EXERCISE OBJECTIVE :: Extract every record, keeping each one exactly as it is.

RECORDS SUPPLIED ::
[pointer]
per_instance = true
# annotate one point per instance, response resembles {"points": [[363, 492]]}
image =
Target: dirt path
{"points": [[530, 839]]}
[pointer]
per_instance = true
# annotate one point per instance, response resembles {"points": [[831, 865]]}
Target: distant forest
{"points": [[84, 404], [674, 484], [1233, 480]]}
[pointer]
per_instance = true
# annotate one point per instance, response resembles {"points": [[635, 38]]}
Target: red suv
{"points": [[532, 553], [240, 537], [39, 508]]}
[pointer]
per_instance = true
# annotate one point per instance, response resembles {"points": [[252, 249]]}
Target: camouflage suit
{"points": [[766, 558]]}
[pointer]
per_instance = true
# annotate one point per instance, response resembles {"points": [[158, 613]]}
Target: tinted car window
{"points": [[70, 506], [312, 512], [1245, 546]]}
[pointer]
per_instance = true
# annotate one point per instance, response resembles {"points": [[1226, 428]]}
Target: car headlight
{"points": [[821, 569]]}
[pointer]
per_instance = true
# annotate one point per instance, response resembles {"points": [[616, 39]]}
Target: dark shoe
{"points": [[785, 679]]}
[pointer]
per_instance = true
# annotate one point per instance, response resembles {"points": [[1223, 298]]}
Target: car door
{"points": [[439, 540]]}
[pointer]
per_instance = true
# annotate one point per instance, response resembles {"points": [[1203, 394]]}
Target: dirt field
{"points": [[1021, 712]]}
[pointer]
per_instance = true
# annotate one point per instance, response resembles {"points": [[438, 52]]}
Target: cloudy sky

ANSWER TO THE PROBLEM ::
[pointer]
per_instance = true
# annotate one point per instance, response resembles {"points": [[363, 492]]}
image =
Target: dirt path
{"points": [[530, 839]]}
[pointer]
per_instance = true
# annotate one point per instance, response resembles {"points": [[831, 865]]}
Target: distant forest
{"points": [[84, 404], [674, 484], [1233, 480]]}
[pointer]
per_instance = true
# annotate one point per instance, response resembles {"points": [[635, 38]]}
Target: red suv
{"points": [[532, 553], [240, 537], [39, 508]]}
[pointer]
per_instance = true
# annotate one point per instance, response resembles {"points": [[252, 249]]}
Target: camouflage suit
{"points": [[766, 558]]}
[pointer]
per_instance = true
# annotate one point per instance, response resembles {"points": [[158, 613]]}
Target: tinted car window
{"points": [[70, 506], [312, 512], [1245, 546]]}
[pointer]
per_instance = true
# annotate one point per instance, response resembles {"points": [[1226, 428]]}
Target: car headlight
{"points": [[821, 569]]}
[pointer]
per_instance = true
# annotate one point per instance, response resembles {"points": [[616, 39]]}
Target: dark shoe
{"points": [[785, 679]]}
[pointer]
per_instance = true
# annotate one point per instance, response resembles {"points": [[1223, 298]]}
Target: car door
{"points": [[439, 540]]}
[pointer]
per_instance = true
# annotate one point per instance, response resembles {"points": [[1203, 394]]}
Target: dirt field
{"points": [[1021, 712]]}
[pointer]
per_instance = true
# annotate one point per instance, response resembles {"points": [[438, 52]]}
Target: cloudy sky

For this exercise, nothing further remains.